■ **FRAGMENTO PROPORCIONADO**:

En resumen, es probable que los dueños de propiedades y los empleadores astutos se concentren en lo que está bajo su control. Esto incluye revitalizar los esquemas de diseño de sus edificios e incorporar comodidades modernas y espacios de trabajo colaborativos para atraer trabajadores en un mercado laboral ajustado. La mano de obra no se distribuye de manera uniforme y para los mercados con relativamente más solicitantes de empleo, incentivar a los trabajadores para que regresen ofreciéndoles instalaciones más modernas puede ser menos relevante.

¿Dónde quedan en todo esto los edificios como “arquitectura” y las arquitectas y arquitectos que los diseñan? ¿Dónde queda la ciudad y sus habitantes más allá que como el sitio donde se instalan ciertos negocios dependiendo de los “recursos” disponibles —que incluyen a la población de trabajadores— y la relación entre costos y beneficios? ¿Y cómo pensar qué hacer, desde la arquitectura y el urbanismo, pero también desde una visión ciudadana, con los edificios que son designados como “obsoletos” por ciertos grupos financieros o de negocios?

■ **TAREAS POR RESOLVER**:
a – Según el fragmento sobre los edificios y la arquitectura, ¿qué pueden incorporar los dueños de propiedades y los empleadores para atraer trabajadores?
b – Prolonga el fragmento sobre los edificios y la arquitectura a partir de la última pregunta que plantea.
Las filas no intervienen en esta parte.

■ **LISTADO DE DATOS**:
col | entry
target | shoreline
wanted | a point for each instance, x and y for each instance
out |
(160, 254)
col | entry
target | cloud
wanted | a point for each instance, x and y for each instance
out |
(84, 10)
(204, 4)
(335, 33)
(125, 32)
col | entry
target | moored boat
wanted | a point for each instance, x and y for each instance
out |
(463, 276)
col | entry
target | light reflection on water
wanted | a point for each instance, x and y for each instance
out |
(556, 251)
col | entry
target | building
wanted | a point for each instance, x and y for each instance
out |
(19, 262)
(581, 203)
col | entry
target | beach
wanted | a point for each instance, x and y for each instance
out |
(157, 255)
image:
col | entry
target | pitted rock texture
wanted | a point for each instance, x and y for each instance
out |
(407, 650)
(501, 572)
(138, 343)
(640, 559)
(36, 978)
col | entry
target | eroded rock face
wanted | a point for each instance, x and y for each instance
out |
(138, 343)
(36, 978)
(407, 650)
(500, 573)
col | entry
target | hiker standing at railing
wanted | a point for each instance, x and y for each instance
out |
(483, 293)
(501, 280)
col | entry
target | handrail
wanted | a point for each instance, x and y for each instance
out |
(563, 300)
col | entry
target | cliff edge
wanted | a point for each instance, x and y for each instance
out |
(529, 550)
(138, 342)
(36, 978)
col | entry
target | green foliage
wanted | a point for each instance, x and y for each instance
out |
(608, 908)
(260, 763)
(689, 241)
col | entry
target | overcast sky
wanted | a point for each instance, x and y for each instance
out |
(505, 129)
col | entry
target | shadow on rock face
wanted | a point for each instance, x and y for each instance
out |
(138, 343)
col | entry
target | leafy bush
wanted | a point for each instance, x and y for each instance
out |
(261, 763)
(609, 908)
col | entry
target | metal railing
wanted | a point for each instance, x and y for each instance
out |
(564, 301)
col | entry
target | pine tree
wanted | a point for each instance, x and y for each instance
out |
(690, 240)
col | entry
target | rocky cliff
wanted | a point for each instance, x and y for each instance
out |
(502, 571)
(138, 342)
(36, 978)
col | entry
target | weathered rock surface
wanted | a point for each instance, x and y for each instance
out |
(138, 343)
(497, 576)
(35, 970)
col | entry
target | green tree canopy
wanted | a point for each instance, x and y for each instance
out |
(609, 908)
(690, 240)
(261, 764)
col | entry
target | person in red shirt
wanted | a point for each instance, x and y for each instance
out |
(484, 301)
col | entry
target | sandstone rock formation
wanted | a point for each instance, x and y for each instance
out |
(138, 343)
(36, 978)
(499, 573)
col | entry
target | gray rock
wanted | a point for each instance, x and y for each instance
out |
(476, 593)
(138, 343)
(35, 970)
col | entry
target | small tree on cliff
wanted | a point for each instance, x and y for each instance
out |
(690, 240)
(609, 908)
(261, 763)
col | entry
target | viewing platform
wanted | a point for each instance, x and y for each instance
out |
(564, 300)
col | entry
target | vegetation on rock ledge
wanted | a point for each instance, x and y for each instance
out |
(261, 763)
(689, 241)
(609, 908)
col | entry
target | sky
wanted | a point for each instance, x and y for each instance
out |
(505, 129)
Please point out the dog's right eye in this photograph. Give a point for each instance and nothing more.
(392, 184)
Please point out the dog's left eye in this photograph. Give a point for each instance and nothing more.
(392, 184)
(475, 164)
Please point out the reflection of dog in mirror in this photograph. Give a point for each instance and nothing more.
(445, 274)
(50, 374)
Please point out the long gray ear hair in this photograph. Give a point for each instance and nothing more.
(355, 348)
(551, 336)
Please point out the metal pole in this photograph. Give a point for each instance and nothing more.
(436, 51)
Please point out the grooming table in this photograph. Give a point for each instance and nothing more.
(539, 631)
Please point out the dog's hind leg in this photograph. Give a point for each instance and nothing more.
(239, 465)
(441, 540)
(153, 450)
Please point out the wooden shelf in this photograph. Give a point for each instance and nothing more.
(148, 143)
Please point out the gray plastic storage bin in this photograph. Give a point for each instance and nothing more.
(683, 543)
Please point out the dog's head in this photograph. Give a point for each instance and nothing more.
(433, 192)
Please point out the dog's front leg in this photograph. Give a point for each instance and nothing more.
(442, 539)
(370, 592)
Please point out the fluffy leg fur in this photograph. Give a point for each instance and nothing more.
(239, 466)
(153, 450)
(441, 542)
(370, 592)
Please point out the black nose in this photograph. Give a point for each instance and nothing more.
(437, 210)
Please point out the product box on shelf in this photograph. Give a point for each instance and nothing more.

■ **RESPUESTAS POR TAREA**:
a – Comodidades modernas y espacios de trabajo colaborativos.

b –
En el corazón del distrito financiero de Nueva York, en la primavera de 1910, cientos de trabajadores trabajaron día y noche para demoler una de las estructuras más poderosas del área. Trece años antes, cuando se completó en 1897, el edificio Gillender, de noventa metros de altura, había sido el bloque de oficinas más alto del mundo, con dieciséis pisos en el aire. Ahora la moderna torre de acero y piedra, aún sólida estructuralmente, estaba siendo derribada, ladrillo a ladrillo, viga a viga, para dar paso a un rascacielos más grande. La brevedad de la vida del Edificio Gillender sorprendió los observadores. The New York Times reflexionó sobre los motivos de aquellos que “lo sacrificarían tan despiadadamente como si fuera una choza antigua”. Esta fue, informó el periódico, “la primera vez que un edificio de oficinas de tan alta categoría, que representa el mejor tipo de construcción moderna a prueba de incendios, ha sido derribado para dar paso a una estructura aún más elaborada”.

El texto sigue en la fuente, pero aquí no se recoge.